*** Opening SOURCE TEXT ***

Limi Sharif et al. Implement Sci Commun. .

Abstract

Background: Pain management after childbirth is widely variable, increasing risk of untreated pain, opioid harms, and inequitable experiences of care. The Creating Optimal Pain Management FOR Tailoring Care (COMFORT) clinical practice guideline (CPG) seeks to promote evidence-based, equitable acute peripartum pain management in the United States. We aimed to identify contextual conditions (i.e., barriers and facilitators) and discrete implementation strategies (i.e., theory-based actions taken to routinize a clinical practice) likely to influence COMFORT CPG uptake and specify corresponding multi-component implementation interventions at the perinatal quality collaborative- and unit-level.

*** Closing SOURCE TEXT ***

BRIEF 1>
Extract the part of the abstract starting with "Background: Pain management" and going on through "collaborative- and unit-level.".
BRIEF 2>
According to the abstract, what does the COMFORT clinical practice guideline seek to promote?
None of the items are needed here.

*** Opening DATASET CONTENT ***

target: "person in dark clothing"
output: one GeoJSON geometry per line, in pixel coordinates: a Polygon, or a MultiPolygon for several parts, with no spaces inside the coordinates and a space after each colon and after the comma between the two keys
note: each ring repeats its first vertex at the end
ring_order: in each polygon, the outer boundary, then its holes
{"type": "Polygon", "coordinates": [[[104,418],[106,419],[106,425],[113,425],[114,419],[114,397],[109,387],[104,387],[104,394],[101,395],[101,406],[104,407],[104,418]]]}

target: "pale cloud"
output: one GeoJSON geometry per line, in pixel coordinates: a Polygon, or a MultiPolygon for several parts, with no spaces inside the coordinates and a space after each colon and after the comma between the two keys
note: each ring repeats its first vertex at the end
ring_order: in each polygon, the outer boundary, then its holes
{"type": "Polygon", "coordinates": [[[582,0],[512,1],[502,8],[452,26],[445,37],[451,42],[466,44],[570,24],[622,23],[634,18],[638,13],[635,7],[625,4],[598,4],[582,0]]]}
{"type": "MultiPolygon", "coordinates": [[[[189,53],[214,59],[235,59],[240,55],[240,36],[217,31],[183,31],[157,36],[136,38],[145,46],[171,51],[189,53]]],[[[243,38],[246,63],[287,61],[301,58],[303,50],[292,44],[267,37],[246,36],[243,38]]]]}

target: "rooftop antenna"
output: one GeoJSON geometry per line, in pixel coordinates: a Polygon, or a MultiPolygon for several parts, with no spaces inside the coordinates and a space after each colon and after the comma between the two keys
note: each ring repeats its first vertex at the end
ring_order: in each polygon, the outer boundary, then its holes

*** Closing DATASET CONTENT ***

RESULT 1>
Background: Pain management after childbirth is widely variable, increasing risk of untreated pain, opioid harms, and inequitable experiences of care. The Creating Optimal Pain Management FOR Tailoring Care (COMFORT) clinical practice guideline (CPG) seeks to promote evidence-based, equitable acute peripartum pain management in the United States. We aimed to identify contextual conditions (i.e., barriers and facilitators) and discrete implementation strategies (i.e., theory-based actions taken to routinize a clinical practice) likely to influence COMFORT CPG uptake and specify corresponding multi-component implementation interventions at the perinatal quality collaborative- and unit-level.

RESULT 2>
Evidence-based, equitable acute peripartum pain management in the United States.